== Stated problem ==
Reproduce each record exactly.

[Collection entries]

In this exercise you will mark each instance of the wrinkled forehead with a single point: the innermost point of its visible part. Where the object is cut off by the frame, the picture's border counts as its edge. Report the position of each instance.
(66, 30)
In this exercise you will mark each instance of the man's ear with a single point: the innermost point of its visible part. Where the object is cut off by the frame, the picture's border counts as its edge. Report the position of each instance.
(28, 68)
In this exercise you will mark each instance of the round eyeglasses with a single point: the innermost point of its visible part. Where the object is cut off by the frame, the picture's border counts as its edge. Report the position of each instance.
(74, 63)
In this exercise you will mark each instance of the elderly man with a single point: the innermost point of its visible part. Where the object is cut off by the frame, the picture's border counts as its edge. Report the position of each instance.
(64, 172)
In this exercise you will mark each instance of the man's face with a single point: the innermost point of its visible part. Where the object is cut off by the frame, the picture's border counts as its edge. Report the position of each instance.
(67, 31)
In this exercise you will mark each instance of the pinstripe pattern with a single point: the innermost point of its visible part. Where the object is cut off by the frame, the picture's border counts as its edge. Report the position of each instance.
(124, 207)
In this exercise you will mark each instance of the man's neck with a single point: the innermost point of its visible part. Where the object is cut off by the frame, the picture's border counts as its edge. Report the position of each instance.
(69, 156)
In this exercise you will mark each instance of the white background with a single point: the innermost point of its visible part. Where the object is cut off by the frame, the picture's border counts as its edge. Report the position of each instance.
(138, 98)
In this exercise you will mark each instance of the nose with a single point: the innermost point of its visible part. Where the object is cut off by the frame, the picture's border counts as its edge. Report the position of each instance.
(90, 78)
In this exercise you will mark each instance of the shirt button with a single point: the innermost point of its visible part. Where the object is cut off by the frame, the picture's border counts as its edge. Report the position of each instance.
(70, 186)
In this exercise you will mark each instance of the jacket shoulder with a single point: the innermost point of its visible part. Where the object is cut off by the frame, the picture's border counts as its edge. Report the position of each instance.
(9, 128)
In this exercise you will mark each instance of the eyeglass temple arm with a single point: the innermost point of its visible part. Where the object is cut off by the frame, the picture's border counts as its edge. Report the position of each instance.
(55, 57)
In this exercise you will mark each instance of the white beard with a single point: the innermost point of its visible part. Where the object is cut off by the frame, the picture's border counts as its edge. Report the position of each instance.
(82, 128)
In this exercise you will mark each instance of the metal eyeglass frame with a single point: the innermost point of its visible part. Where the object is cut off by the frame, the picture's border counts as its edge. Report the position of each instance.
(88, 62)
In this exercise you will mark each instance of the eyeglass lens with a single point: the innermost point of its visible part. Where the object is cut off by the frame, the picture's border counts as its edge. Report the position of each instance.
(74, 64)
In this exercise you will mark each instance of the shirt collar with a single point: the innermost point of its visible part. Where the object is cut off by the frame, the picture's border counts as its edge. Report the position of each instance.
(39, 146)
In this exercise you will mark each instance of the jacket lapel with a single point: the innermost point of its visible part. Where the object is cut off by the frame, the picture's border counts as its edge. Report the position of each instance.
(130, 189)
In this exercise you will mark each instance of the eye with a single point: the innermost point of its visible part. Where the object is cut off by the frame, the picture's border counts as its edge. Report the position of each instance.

== Solved problem ==
In this exercise you will mark each instance of the wrinkled forehead with a single point: the innermost point of its visible part. Where the object is cut off by the frame, the picture's border counts as its edge. Report the position of each instance.
(66, 30)
In this exercise you will mark each instance of the man's ear with a single point: the innermost point of its visible part. Where the object is cut off by the frame, the picture's border counts as its edge. Report the position of each instance.
(28, 68)
In this exercise you will mark each instance of the round eyeglasses with a single point: the innermost point of its visible part. Where the object is cut off by the frame, the picture's border counts as its edge. Report the position of each instance.
(74, 63)
In this exercise you will mark each instance of the elderly man with a single point: the innermost point of its visible part. Where the object is cut off by the frame, the picture's border counts as its edge. Report the position of each instance.
(64, 172)
In this exercise you will mark each instance of the man's face with a single point: the innermost point of its visible part. Where the object is cut off by the frame, the picture's border counts as its edge. Report the position of each instance.
(67, 31)
In this exercise you will mark each instance of the pinstripe pattern with a single point: the innermost point of its visible part. Where the object is cut off by the frame, the picture's border counts as its edge. Report the position of each instance.
(124, 207)
In this exercise you will mark each instance of the man's neck with a single point: the innermost point of its visible part. Where the object is cut off by the frame, the picture's border counts as its edge. Report the position of each instance.
(69, 156)
In this exercise you will mark each instance of the white background with a single point: the innermost point of its visible part. Where the object is cut off by the frame, the picture's border counts as its edge. Report the position of each instance.
(138, 98)
In this exercise you will mark each instance of the nose with a single point: the innermost point of its visible part. Where the object is cut off by the frame, the picture's border counts as its edge. Report the position of each instance.
(90, 78)
In this exercise you will mark each instance of the shirt button with a single point: the innermost point of its visible part. Where the object is cut off by the frame, the picture's border counts as its edge. Report the position of each instance.
(70, 186)
In this exercise you will mark each instance of the jacket shoulder with a single point: the innermost point of its visible part. Where the object is cut off by the frame, the picture's border counts as its edge. Report the position of each instance.
(9, 128)
In this exercise you will mark each instance of the eyeglass temple arm with a single point: the innermost point of its visible part. Where the object is cut off by the frame, the picture's border counts as its edge. Report the position of each instance.
(55, 57)
In this exercise you will mark each instance of the white beard with a single point: the innermost point of its visible part. Where the object is cut off by the frame, the picture's border counts as its edge. Report the position of each instance.
(82, 128)
In this exercise you will mark each instance of the metal eyeglass frame with a single point: the innermost point of its visible part. Where the object is cut off by the frame, the picture's border counts as its edge. Report the position of each instance.
(88, 62)
In this exercise you will mark each instance of the eyeglass lens with a single point: the innermost point of its visible part. Where the object is cut off by the frame, the picture's border counts as its edge. Report the position of each instance.
(74, 64)
In this exercise you will mark each instance of the shirt collar with a single point: the innermost point of its visible part. Where the object is cut off by the frame, the picture's border counts as its edge. Report the position of each instance.
(39, 146)
In this exercise you will mark each instance of the jacket lapel with a single point: the innermost point of its visible part. Where the object is cut off by the frame, the picture's border counts as its edge. Report the position of each instance.
(130, 189)
In this exercise you will mark each instance of the eye with a single point: the innermost point of its visible part. Where the object is cut off by the frame, the picture's border counts as its edge. Report the position of each instance.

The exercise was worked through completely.